▶ [Data for this exercise]
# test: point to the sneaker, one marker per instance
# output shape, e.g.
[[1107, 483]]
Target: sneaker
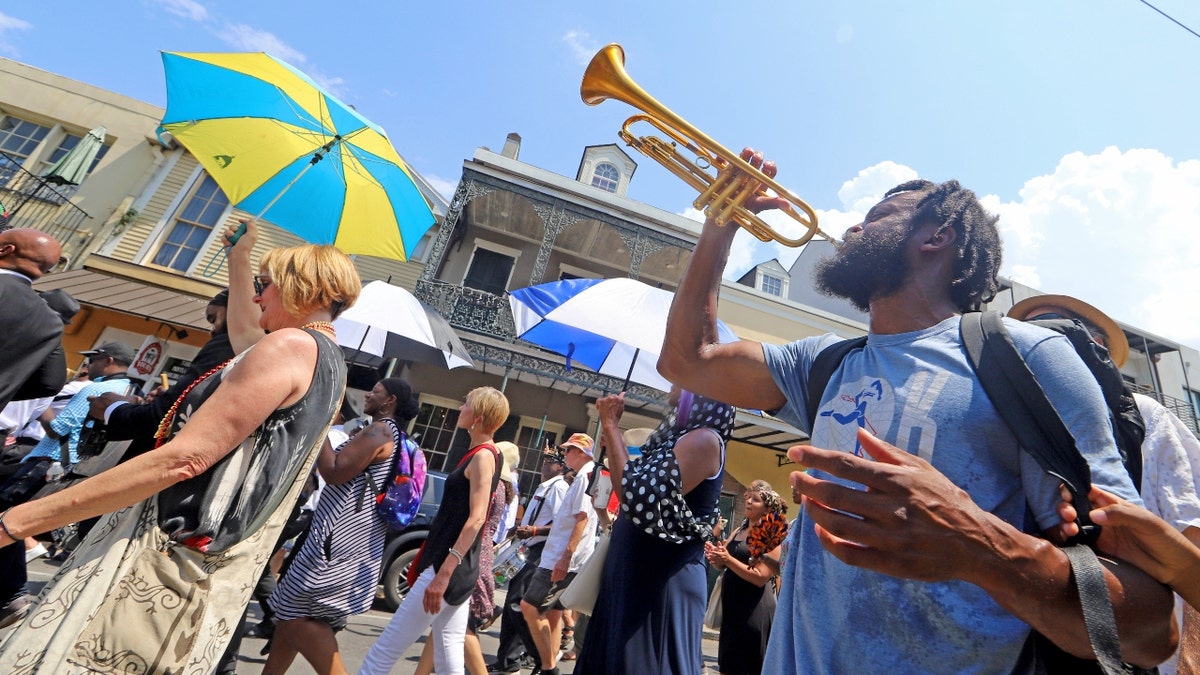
[[16, 610], [35, 553]]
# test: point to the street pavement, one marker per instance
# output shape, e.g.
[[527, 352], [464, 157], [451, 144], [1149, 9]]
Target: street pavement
[[357, 638]]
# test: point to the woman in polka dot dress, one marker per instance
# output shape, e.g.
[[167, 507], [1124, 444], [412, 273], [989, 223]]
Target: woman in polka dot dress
[[653, 593]]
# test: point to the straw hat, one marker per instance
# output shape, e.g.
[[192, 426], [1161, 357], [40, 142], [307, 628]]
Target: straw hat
[[1117, 342]]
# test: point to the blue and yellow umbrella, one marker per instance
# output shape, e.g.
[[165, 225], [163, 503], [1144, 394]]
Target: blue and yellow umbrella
[[282, 148]]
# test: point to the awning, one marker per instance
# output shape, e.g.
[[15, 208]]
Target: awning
[[103, 291]]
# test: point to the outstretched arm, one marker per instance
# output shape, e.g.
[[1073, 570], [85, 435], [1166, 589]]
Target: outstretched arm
[[1138, 536], [367, 447], [243, 315], [611, 407], [913, 523], [693, 357], [232, 413]]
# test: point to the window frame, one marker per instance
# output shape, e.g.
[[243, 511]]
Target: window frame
[[171, 217], [599, 180], [762, 284]]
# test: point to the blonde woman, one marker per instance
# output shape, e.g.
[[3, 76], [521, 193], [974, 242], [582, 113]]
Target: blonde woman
[[161, 583], [448, 566]]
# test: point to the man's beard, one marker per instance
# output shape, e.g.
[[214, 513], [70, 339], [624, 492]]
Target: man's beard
[[870, 264]]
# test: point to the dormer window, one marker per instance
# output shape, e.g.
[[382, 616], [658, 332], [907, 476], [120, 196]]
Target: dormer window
[[606, 177], [772, 285]]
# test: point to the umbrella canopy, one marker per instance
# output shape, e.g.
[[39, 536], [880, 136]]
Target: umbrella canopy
[[281, 147], [73, 167], [612, 326], [389, 322]]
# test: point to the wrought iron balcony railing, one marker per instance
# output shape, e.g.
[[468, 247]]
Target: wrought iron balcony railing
[[469, 309], [30, 201], [1181, 408]]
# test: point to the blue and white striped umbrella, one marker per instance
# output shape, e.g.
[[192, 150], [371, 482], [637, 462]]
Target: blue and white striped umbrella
[[611, 326]]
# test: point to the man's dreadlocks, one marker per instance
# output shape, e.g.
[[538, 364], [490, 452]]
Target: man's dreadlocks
[[949, 204]]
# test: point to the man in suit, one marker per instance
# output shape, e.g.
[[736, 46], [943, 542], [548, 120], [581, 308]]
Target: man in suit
[[31, 341]]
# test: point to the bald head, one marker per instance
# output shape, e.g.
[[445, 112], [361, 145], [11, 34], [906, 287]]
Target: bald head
[[31, 252]]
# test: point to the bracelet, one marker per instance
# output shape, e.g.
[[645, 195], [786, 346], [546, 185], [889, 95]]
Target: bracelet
[[5, 526]]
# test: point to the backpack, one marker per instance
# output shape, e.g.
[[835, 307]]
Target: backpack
[[400, 496], [1039, 430], [1128, 426]]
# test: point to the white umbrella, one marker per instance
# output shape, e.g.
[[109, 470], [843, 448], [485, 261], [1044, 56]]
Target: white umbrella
[[612, 326], [389, 322]]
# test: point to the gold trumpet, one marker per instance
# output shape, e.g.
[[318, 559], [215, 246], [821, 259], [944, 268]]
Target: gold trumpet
[[721, 196]]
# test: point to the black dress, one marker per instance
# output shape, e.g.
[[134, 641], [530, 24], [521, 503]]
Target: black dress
[[651, 608], [747, 614]]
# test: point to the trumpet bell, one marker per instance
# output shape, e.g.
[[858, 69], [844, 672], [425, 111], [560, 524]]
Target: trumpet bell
[[724, 193]]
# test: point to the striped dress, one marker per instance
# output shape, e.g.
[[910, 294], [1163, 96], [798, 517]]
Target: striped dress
[[336, 572]]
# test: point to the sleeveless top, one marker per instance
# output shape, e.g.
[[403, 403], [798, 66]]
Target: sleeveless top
[[237, 495], [453, 514]]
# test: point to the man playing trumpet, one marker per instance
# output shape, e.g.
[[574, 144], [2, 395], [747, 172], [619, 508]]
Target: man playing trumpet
[[928, 571]]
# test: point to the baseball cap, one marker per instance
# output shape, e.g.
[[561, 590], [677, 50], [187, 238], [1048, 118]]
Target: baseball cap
[[119, 351], [581, 441]]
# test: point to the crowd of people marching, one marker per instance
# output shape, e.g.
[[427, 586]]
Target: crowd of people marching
[[946, 562]]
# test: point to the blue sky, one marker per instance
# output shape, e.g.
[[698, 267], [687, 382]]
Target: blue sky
[[1077, 120]]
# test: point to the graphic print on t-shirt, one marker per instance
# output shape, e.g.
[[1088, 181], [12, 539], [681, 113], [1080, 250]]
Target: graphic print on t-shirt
[[870, 402], [864, 404]]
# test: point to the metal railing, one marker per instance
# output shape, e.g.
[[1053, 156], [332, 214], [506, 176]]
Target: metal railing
[[30, 201], [1181, 408], [469, 309]]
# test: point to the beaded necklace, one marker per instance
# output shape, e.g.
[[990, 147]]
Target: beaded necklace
[[168, 419], [160, 436]]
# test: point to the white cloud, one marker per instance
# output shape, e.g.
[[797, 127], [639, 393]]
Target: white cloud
[[1120, 230], [1116, 228], [250, 39], [10, 24], [185, 9], [582, 46]]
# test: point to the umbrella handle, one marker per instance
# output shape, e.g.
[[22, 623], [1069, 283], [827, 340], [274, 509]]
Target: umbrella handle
[[225, 251], [219, 260]]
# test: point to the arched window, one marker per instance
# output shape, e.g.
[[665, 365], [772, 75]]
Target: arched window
[[605, 177]]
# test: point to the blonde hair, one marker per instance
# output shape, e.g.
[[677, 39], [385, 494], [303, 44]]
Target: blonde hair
[[313, 278], [490, 405]]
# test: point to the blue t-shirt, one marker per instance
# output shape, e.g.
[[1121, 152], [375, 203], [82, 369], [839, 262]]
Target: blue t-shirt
[[917, 390]]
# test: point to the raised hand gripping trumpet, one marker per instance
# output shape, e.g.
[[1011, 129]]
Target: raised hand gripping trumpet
[[723, 196]]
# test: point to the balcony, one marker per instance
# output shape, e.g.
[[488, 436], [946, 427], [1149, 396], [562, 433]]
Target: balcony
[[469, 309], [1181, 408], [30, 201]]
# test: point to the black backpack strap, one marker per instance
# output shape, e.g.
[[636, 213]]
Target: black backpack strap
[[821, 371], [393, 469], [1093, 595], [1024, 406], [1029, 413]]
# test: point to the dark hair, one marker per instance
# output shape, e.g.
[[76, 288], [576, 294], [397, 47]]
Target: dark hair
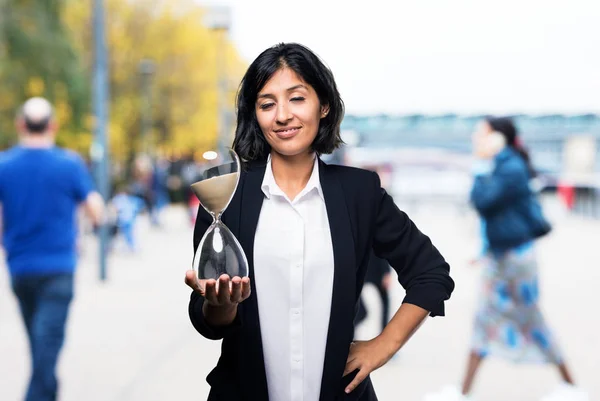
[[250, 142], [506, 127]]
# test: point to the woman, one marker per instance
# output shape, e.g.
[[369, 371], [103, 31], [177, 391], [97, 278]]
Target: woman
[[508, 323], [307, 229]]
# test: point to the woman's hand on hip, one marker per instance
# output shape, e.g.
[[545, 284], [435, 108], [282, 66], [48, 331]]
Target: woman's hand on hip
[[367, 356], [226, 292]]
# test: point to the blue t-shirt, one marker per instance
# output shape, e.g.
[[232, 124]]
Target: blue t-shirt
[[40, 189]]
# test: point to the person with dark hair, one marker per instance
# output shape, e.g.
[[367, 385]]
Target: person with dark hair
[[307, 229], [508, 322], [41, 188]]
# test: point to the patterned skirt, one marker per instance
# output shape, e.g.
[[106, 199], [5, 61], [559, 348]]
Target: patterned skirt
[[509, 323]]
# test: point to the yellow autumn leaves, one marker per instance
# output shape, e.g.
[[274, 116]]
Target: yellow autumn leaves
[[183, 87]]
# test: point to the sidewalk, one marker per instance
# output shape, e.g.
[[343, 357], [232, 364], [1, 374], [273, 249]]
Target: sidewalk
[[130, 339]]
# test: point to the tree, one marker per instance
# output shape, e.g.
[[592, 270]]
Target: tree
[[37, 59], [184, 85]]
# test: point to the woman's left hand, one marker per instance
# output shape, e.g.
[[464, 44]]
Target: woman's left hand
[[367, 356]]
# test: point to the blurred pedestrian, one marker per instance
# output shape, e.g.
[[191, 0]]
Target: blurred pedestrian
[[380, 275], [125, 208], [41, 187], [508, 322]]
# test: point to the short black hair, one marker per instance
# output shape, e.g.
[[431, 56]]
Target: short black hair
[[250, 143]]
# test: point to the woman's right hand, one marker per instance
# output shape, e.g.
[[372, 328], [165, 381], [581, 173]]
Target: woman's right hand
[[226, 293]]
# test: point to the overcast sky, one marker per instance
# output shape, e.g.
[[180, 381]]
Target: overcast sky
[[434, 56]]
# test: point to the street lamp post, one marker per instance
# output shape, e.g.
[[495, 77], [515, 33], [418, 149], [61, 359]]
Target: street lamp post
[[99, 151], [218, 19], [146, 70]]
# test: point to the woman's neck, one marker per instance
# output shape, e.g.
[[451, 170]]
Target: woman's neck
[[292, 173]]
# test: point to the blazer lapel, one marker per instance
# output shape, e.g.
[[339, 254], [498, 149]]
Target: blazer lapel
[[250, 206], [341, 329]]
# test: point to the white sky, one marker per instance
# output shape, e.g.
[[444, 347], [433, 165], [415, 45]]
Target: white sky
[[436, 56]]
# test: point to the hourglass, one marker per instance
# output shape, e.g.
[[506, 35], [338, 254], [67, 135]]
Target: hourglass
[[219, 252]]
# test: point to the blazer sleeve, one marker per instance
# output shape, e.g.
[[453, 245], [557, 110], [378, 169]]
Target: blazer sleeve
[[422, 270], [203, 221], [494, 191]]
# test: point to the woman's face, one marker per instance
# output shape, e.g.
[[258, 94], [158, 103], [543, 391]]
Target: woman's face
[[288, 113]]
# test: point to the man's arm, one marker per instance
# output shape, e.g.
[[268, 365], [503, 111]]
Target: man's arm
[[94, 208]]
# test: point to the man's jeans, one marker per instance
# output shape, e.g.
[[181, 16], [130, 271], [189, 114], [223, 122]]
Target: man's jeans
[[44, 303]]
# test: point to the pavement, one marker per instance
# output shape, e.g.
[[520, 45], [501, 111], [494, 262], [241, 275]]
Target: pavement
[[129, 338]]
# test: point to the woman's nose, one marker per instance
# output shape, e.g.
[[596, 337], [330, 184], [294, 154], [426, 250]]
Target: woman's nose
[[283, 113]]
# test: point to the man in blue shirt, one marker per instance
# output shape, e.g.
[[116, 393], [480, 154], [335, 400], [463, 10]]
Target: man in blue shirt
[[41, 187]]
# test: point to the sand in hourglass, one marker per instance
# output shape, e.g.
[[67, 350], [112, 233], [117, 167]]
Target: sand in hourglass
[[214, 193]]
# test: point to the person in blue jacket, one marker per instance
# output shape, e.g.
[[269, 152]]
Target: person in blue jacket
[[508, 321]]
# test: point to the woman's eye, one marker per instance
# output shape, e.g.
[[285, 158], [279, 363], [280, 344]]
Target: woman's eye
[[266, 106]]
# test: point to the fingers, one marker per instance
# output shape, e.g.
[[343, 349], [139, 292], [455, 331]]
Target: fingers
[[360, 376], [210, 291], [236, 290], [351, 366], [224, 291], [192, 281]]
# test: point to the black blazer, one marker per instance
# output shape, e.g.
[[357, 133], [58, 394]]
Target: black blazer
[[362, 216]]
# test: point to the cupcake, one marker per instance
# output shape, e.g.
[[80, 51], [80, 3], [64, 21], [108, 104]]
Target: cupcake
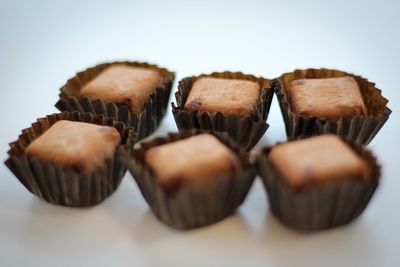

▶ [Set exercise] Reproduce the records verbatim, beginning at the line that contains "# test: point to the black backpack" and stopping after the line that contains "[[821, 371], [393, 469], [1093, 595], [1024, 406], [1029, 413]]".

▶ [Correct answer]
# test: point to the black backpack strap, one marker per instance
# output shape, e.g.
[[636, 213]]
Target: black backpack strap
[[821, 371], [393, 469], [1093, 595], [1024, 406], [1029, 413]]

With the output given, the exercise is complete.